======== SELECTED EXTRACT ========

Thursday, June 03, 2010

The New Politically Correct Robin Hood Movie

SOURCE: LIBERTAS

By Govindini Murty. This past Memorial Day weekend we all paid homage to the brave men and women who have fought to defend America and Western democracy. As I reflected on their sacrifice this past weekend, I thought that while our troops continue to make every effort to physically protect America and Western civilization – there is no-one out there making a comparable effort to protect our cultural and artistic traditions from their anti-Western attackers.

For example, in the past two months alone we have had two major Hollywood movies – Robin Hood, directed by Ridley Scott, and the remake of Clash of the Titans – that have brazenly sought to undermine two beloved Western mythic figures who represent freedom, heroism, and individuality: Robin Hood and Perseus. To understand how deplorable this is in the midst of a War on Terror, in which Western civilization itself is under attack, one need only compare the remakes of Robin Hood and Clash of the Titans to their originals. Both the original Adventures of Robin Hood (1938) and the original Clash of the Titans (1981) affirmed Western freedom and democratic values against the backdrop of totalitarian menace – the original Robin Hood against the growing threat of the Nazi menace in Europe, and Clash of the Titans in the dark years of the Cold War against the Soviet Communist menace.

Michael Curtiz’s The Adventures of Robin Hood (1938) – starring the dashing Errol Flynn and the lovely Olivia de Havilland – is a colorful, joyous version of the Robin Hood myth that is also a stirring paean for freedom and democracy. England and America may not yet have been at war with Nazi Germany, but the threat of fascism was growing on the European continent, and Warner Brothers – perhaps the most socially and politically prescient of the Hollywood studios – felt this threat and made films to challenge it. Looked at today against the backdrop of European fascism of the ’30s, it is easy to see how Robin Hood and his Merry Men represented the freedom-loving British people, while Prince John represented the Nazi and Fascist dictators who operated outside the law to enslave democratic nations. When Errol Flynn as Robin Hood gives his rousing speech to the English people urging them to stand up and fight for freedom, it takes on a special poignance when one considers that a year later England would be at war with the Nazis and facing invasion of their homeland.

========

- INSTRUCTIONS
A. According to the Robin Hood article, who directed The Adventures of Robin Hood (1938)?
B. Extend the article on the Robin Hood remake past its final paragraph.

======== DATASET ROWS ========

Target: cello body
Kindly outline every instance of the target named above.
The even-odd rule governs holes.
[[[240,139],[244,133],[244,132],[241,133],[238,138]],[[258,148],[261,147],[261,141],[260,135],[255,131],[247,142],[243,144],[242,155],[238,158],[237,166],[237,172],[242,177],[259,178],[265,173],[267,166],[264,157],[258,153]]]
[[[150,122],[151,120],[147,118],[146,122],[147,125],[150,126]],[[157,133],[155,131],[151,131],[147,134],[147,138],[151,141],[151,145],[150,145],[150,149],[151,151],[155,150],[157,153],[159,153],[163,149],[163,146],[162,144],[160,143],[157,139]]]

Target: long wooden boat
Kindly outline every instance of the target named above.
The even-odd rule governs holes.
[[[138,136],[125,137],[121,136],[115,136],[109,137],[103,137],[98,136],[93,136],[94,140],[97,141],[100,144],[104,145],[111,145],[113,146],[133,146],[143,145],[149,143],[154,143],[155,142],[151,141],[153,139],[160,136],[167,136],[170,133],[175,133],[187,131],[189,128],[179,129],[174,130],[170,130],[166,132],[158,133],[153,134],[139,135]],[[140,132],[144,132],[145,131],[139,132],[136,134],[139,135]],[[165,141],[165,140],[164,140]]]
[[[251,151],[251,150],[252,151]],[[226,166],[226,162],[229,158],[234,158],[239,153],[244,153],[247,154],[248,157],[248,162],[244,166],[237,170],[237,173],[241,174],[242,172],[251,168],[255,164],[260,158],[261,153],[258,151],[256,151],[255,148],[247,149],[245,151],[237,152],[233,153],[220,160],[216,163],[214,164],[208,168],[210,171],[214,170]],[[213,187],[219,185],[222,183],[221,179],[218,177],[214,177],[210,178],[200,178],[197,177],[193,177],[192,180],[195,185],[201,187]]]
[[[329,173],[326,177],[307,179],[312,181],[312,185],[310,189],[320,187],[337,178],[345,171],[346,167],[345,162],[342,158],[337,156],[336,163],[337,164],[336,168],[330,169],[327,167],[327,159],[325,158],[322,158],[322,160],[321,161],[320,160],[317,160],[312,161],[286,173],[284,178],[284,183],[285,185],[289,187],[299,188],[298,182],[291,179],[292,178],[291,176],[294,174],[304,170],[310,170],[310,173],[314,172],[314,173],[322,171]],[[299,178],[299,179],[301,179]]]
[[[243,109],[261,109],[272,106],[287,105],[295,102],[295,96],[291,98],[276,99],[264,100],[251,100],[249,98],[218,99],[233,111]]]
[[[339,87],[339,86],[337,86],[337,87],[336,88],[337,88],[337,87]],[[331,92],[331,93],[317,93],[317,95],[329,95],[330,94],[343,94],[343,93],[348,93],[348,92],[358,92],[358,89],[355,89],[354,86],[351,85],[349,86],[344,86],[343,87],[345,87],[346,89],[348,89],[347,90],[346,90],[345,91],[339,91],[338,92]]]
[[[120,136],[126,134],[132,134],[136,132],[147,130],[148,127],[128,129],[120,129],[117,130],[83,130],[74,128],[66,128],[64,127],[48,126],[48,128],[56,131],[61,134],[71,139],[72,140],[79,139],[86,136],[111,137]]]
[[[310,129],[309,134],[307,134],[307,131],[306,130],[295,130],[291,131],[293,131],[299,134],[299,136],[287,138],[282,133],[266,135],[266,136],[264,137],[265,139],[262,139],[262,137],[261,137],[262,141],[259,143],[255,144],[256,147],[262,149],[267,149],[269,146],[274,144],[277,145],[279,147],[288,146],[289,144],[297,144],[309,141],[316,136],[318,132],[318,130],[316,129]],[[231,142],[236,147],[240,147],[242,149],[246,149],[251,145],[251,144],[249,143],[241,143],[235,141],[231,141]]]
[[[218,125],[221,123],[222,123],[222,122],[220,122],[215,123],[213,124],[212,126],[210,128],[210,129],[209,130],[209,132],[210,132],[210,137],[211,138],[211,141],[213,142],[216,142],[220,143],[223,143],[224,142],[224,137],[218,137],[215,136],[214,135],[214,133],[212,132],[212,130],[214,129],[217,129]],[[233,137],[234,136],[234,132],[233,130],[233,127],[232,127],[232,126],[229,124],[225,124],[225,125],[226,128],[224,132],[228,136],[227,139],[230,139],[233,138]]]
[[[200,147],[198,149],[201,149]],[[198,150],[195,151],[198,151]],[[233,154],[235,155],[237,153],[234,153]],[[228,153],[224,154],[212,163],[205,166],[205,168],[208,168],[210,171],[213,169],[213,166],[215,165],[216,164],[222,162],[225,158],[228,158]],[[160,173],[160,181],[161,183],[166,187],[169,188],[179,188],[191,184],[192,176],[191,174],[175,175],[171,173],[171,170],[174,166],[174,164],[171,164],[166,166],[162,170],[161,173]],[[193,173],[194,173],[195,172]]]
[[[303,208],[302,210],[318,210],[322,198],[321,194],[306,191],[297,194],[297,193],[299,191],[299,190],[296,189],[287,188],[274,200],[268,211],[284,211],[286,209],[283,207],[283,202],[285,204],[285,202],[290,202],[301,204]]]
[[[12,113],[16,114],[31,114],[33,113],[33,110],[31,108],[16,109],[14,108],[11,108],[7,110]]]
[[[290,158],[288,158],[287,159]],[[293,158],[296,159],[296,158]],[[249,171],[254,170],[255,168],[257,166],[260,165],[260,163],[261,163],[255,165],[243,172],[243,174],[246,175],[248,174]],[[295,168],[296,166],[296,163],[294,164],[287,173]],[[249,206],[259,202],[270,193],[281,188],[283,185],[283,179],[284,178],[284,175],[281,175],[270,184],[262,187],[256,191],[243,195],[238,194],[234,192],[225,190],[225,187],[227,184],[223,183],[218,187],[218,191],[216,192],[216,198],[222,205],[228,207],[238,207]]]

========

- RESPONSES PER TASK
A. Michael Curtiz

B.
Medusa, from the original "Clash of the Titans."

Moving forward several decades, the 1980s featured some extraordinary films that celebrated Western freedom and individuality in the dark days of the Cold War. 1981, the year Clash of the Titans was released, was just two years after the Soviets had invaded Afghanistan and Iran had fallen to a radical Islamic theocracy. The Western economies were still mired in inflation and malaise from the leftist mismanagement of the ’70s, and even though Ronald Reagan had just been elected the American president in 1980, no-one knew what a spectacular success Reagan would be in standing up to the Soviet threat. The Soviets seemed as strong as ever, and the Western media daily claimed that the West was doomed to nuclear war with Communist Russia if it didn’t unilaterally disarm. Indeed, all seemed gloomy, but in the popular culture – in a sort of intuitive artistic response – George Lucas was making his spectacular, optimistic Star Wars films (which were widely understood to be an allegory for America’s struggle against the Soviet Union) and Ray Harryhausen made his magical and inspiring Clash of the Titans. Continue reading »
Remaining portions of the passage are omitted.